> _INSTRUCTION_
Count the lines in the items below that contain the word "Would", matching case exactly. Reply with the number only.
Start DATA IN THIS EXERCISE
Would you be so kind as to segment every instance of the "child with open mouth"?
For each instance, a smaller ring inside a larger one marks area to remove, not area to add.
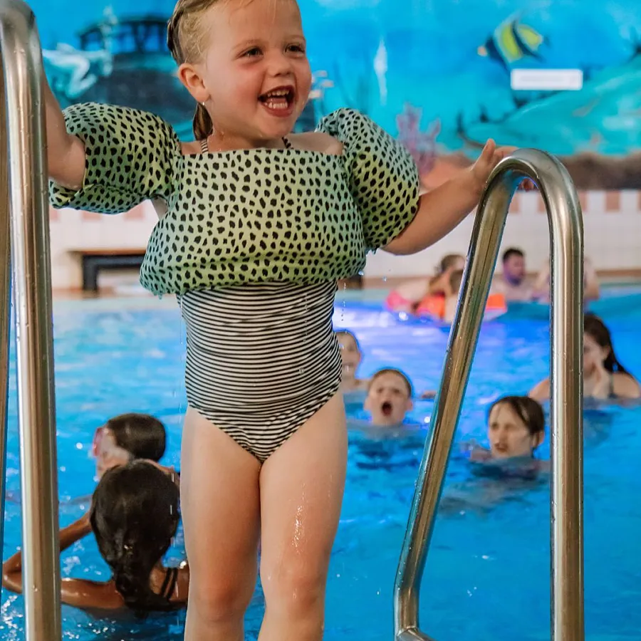
[[[392,427],[405,421],[414,407],[412,382],[400,370],[379,370],[370,381],[365,409],[372,424]]]

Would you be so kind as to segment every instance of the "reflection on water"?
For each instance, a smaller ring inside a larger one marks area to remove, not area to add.
[[[80,311],[86,310],[83,305]],[[56,317],[57,411],[61,525],[86,505],[71,499],[94,487],[89,457],[93,429],[126,411],[151,412],[167,426],[167,455],[177,466],[183,392],[183,328],[178,311],[82,312]],[[605,316],[626,365],[641,372],[636,316]],[[352,328],[364,353],[363,377],[400,366],[417,390],[437,386],[447,335],[425,324],[350,304],[337,323]],[[549,332],[543,320],[484,325],[447,471],[422,588],[421,615],[430,635],[459,641],[541,641],[549,638],[549,484],[546,475],[478,467],[458,444],[485,442],[489,403],[506,392],[524,393],[548,370]],[[159,356],[159,355],[160,355]],[[120,372],[127,372],[126,381]],[[90,381],[90,386],[88,385]],[[350,415],[363,420],[358,402]],[[433,404],[419,403],[410,419],[421,427],[390,434],[350,433],[347,490],[330,569],[325,638],[391,638],[392,590]],[[15,385],[10,402],[9,489],[19,490]],[[427,419],[427,422],[426,422]],[[585,585],[588,641],[628,641],[641,629],[641,407],[586,405],[585,449]],[[541,448],[549,457],[549,439]],[[20,543],[20,507],[7,504],[5,558]],[[184,554],[179,533],[171,559]],[[63,556],[63,573],[109,576],[91,537]],[[247,616],[256,640],[263,612],[259,591]],[[22,598],[2,593],[3,641],[24,638]],[[184,613],[132,620],[95,620],[64,609],[66,640],[178,641]]]

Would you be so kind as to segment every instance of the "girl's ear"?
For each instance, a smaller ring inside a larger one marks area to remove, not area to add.
[[[183,63],[178,68],[178,79],[197,102],[206,103],[209,99],[209,92],[196,65]]]

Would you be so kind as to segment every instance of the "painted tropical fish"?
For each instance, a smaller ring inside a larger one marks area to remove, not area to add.
[[[476,51],[479,56],[496,61],[509,71],[528,58],[541,60],[541,48],[545,43],[545,37],[536,29],[511,16]]]

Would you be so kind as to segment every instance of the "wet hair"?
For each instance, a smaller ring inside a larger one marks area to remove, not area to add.
[[[178,528],[178,494],[172,479],[146,461],[108,470],[93,493],[90,521],[98,549],[116,590],[138,616],[180,607],[150,586]]]
[[[374,382],[377,378],[382,376],[385,374],[395,374],[397,376],[400,376],[403,380],[403,382],[405,384],[405,387],[407,389],[407,395],[410,398],[412,398],[414,396],[414,387],[412,385],[412,381],[410,380],[410,377],[406,374],[401,372],[400,370],[397,370],[395,368],[385,368],[383,370],[379,370],[377,372],[375,372],[375,374],[370,379],[370,383],[368,385],[368,392],[369,392],[370,390],[372,389],[372,387],[374,385]]]
[[[583,318],[583,333],[594,339],[599,347],[608,349],[610,351],[605,357],[603,367],[610,373],[619,372],[632,377],[632,374],[619,363],[614,348],[612,345],[612,336],[610,330],[605,326],[603,321],[597,316],[592,313],[586,313]]]
[[[457,269],[452,273],[449,277],[449,286],[453,294],[457,294],[461,289],[461,283],[463,282],[463,270]]]
[[[109,419],[105,427],[113,434],[116,445],[126,449],[134,459],[149,459],[157,462],[165,454],[167,430],[155,417],[148,414],[121,414]]]
[[[354,335],[353,332],[350,332],[349,330],[336,330],[336,338],[340,338],[341,336],[349,336],[353,341],[354,344],[356,345],[356,349],[358,351],[361,351],[360,344],[358,343],[358,339]]]
[[[210,7],[226,0],[178,0],[167,25],[167,46],[179,66],[195,62],[203,51],[205,34],[199,28],[202,14]],[[193,120],[197,140],[207,138],[214,130],[214,123],[204,105],[196,105]]]
[[[506,261],[509,261],[513,256],[518,256],[519,258],[525,258],[525,254],[523,253],[522,250],[517,249],[516,247],[510,247],[503,252],[502,261],[504,263]]]
[[[528,396],[504,396],[494,401],[487,412],[487,420],[492,410],[499,405],[509,405],[512,410],[523,421],[530,436],[544,434],[546,431],[546,417],[541,403]]]

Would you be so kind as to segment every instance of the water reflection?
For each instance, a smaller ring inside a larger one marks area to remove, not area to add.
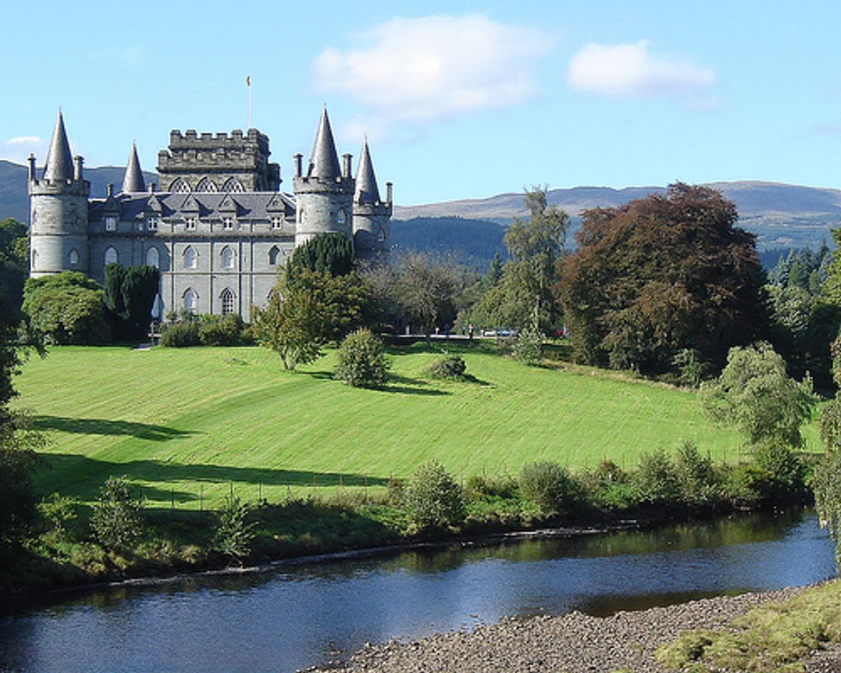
End DATA IN THIS EXERCISE
> _PROBLEM SOLUTION_
6